**Reading passage:**
★ ★ ★ ★
CODEWITHSUNDEEP
phpjqueryajax
user1385745
user1385745

Reputation: 33

return php variable to jquery ajax

I have an ajax function in jquery calling a php file to perform some operation on my database, but the result may vary. I want to output a different message whether it succeeded or not

i have this : 

echo '<button id="remove_dir" onclick="removed('.$dir_id.')">remove directory</button>';

<script type="text/javascript">
    function removed(did){
        $.ajax({ 
            type: "POST", 
            url: "rmdir.php", 
            data: {dir_id: did},
            success: function(rmd){ 
                if(rmd==0)
                    alert("deleted");
                else
                    alert("not empty");
                window.location.reload(true);
            } 
        }); 
    }
</script>

and this 

   <?php
require('bdd_connect.php');
require('functions/file_operation.php');
if(isset($_POST['dir_id'])){
    $rmd=remove_dir($_POST['dir_id'],$bdd);
}
?>

my question is, how to return $rmd so in the $.ajax, i can alert the correct message ?

thank you for your answers

Upvotes: 3

Views: 17380

Answers (5)

Sinetheta
Sinetheta

Reputation: 9449

You need your php file to send something back, then you need the ajax call on the original page to behave based on the response.

php:

if(isset($_POST['dir_id'])){
    $rmd=remove_dir($dir_id,$bdd);  
    echo "{'rmd':$rmd}";
}

which will output one of two things: {"rmd": 0} or {"rmd": 1}

We can simulate this return on jsBin

Then use jquery to get the value and do something based on the response in our callback:

$.ajax({ 
    type: "POST",
    dataType: 'json',
    url: "http://jsbin.com/iwokag/3",
    success: function(data){ 
        alert('rmd = ' + data.rmd)
★ ★ ★ ★
**Required actions:**
A) Using the thread, mark each statement yes or no, and quote the exact words of the thread that decide it: (i) The asker's ajax call sends its request to a file named rmdir.php. (ii) The php code in the answer prints the result with echo. (iii) The asker's ajax call uses the GET method.
B) In the thread, what value does the answer's jQuery call give for dataType?
C) Duplicate the thread from the words "We can simulate" to the words "alert('rmd = ' + data.rmd)".
None of the data that comes after the thread is needed.

**Data shown:**
★ ★ ★ ★
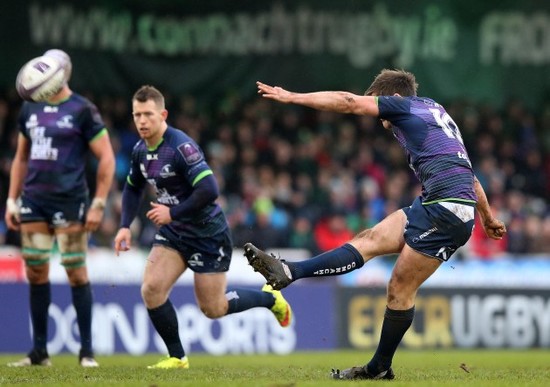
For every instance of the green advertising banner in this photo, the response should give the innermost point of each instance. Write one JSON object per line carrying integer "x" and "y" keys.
{"x": 485, "y": 51}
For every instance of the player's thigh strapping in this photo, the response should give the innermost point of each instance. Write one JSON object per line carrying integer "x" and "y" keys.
{"x": 72, "y": 245}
★ ★ ★ ★
**Exercise solutions:**
A)
(i) Yes: "url: "rmdir.php","
(ii) Yes: "echo "{'rmd':$rmd}";"
(iii) No: "type: "POST","

B) It sets dataType to 'json'.

C)
We can simulate this return on jsBin

Then use jquery to get the value and do something based on the response in our callback:

$.ajax({ 
    type: "POST",
    dataType: 'json',
    url: "http://jsbin.com/iwokag/3",
    success: function(data){ 
        alert('rmd = ' + data.rmd)